### Teks Bacaan
▼
Sejak sore 8 Dzulhijah saya sudah berada di Arafah. Jauh-jauh hari sebelum berangkat haji ada keinginan kuat untuk mengkhatamkan Al-qur'an di tiga tempat yaitu di Masjidil Haram, Masjid Nabawi dan saat wuquf di Arafah. Karenanya begitu sampai saya langsung konsentrasi untuk meneruskan bacaan yang baru sampai juz 15. Sempat terbersit pikiran, apa bisa selesai 15 juz dalam semalam? Ah, Bismillah saja. Surat Al Isra yang mengawali juz 15 sangat berarti buat saya karena setahun sebelumnya, saat sholat Tarawih di Masjid Agung Al-azhar, sang imam membaca surat ini dengan suara yang sangat syahdu. Saya sampai menitikkan air mata, dan tiba-tiba saja muncul pinta untuk dimudahkan menjalankan ibadah haji. Mungkin karena arti ayat pertama surat itu: Maha Suci Allah, yang telah memperjalankan hamba-Nya pada suatu malam dari Masjidilharam ke Masjid Al-aqsa yang telah Kami berkahi sekelilingnya... dan Alhamdulillah, Allah kabulkan pinta saya.
▲
Menurut teks bacaan tentang ibadah haji, di tiga tempat mana penulis ingin mengkhatamkan Al-Qur'an?

### Data Hasil Ekstraksi
▼
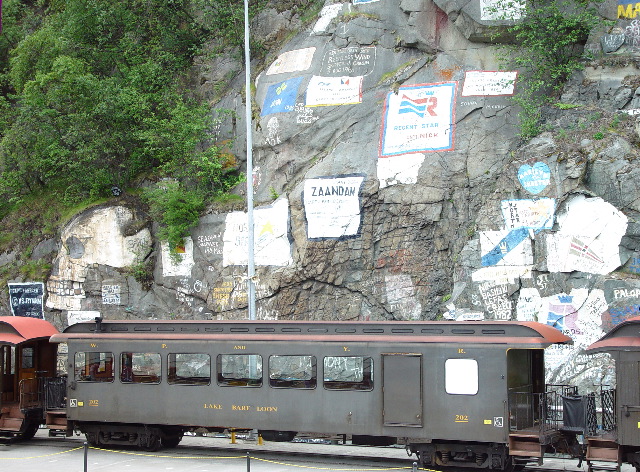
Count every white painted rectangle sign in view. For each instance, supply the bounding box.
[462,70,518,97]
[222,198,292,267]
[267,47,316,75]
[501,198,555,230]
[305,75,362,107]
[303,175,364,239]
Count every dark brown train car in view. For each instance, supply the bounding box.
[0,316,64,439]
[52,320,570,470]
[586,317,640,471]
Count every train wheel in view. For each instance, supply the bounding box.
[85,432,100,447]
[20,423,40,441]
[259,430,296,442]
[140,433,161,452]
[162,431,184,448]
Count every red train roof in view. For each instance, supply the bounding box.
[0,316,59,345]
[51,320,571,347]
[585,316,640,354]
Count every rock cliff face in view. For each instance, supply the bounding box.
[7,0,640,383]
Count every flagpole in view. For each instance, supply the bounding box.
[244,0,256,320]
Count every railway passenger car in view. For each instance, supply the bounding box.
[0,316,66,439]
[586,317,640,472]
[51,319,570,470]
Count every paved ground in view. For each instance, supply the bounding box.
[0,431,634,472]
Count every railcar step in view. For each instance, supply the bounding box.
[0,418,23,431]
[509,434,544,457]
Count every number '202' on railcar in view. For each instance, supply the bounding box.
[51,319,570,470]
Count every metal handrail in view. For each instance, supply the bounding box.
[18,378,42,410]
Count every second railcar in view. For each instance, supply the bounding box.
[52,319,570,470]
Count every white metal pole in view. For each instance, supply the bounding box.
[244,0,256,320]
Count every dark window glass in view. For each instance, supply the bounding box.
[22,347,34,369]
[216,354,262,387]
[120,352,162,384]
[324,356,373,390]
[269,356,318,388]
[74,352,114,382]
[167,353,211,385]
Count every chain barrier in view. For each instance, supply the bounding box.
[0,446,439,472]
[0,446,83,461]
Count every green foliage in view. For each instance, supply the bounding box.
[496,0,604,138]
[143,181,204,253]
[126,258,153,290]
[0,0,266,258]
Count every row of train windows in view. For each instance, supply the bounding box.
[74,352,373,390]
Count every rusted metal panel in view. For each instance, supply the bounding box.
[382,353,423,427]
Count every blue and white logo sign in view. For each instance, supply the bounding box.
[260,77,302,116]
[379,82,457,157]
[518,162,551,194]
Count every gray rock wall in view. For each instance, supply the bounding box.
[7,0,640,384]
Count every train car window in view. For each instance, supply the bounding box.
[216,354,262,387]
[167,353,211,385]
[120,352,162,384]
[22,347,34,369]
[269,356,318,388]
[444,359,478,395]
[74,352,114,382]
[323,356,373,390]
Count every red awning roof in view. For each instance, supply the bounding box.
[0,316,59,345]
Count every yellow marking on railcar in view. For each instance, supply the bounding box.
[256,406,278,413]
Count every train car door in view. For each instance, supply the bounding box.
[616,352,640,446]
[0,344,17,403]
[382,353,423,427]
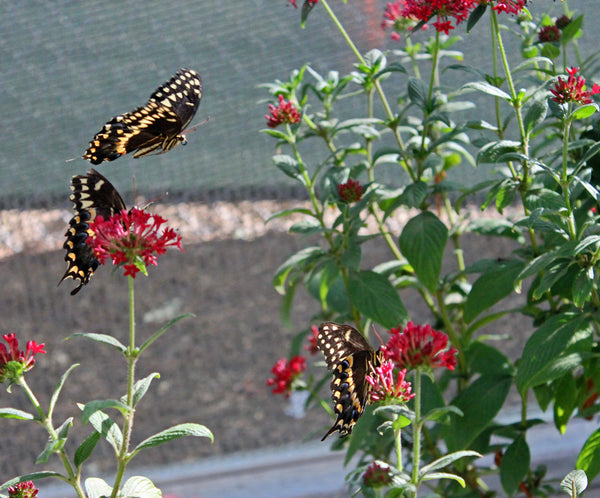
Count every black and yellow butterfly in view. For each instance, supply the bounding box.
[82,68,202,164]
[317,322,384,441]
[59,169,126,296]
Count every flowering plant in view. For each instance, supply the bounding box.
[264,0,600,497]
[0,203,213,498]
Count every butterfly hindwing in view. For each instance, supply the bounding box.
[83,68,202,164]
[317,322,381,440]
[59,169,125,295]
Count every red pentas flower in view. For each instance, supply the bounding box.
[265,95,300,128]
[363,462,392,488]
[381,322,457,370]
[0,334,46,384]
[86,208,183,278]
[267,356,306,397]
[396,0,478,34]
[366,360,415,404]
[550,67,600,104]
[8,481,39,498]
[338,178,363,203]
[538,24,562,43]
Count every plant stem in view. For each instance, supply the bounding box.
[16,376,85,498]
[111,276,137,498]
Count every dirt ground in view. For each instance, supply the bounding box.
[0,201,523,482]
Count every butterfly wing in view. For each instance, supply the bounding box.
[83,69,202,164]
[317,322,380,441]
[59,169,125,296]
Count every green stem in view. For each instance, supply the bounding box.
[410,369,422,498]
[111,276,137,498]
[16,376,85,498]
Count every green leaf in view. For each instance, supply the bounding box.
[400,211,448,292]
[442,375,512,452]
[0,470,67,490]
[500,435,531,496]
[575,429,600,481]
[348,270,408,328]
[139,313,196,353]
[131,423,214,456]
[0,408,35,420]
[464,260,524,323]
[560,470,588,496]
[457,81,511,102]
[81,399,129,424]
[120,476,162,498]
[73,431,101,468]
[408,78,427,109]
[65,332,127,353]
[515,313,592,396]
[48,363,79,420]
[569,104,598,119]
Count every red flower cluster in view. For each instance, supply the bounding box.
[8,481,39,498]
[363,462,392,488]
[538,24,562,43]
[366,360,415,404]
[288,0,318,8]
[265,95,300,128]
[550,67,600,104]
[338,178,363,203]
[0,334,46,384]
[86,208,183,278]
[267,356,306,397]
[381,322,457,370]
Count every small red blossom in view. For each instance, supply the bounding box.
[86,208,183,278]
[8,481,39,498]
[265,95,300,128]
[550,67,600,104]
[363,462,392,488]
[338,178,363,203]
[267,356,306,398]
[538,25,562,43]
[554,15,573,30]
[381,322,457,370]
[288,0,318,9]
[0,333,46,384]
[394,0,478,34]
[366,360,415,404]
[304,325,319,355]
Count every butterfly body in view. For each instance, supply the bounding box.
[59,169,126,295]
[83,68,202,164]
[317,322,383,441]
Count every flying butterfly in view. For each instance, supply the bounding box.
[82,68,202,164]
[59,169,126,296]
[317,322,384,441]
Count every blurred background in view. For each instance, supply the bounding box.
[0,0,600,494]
▲
### Jawaban Tugas
Di Masjidil Haram, Masjid Nabawi, dan saat wuquf di Arafah.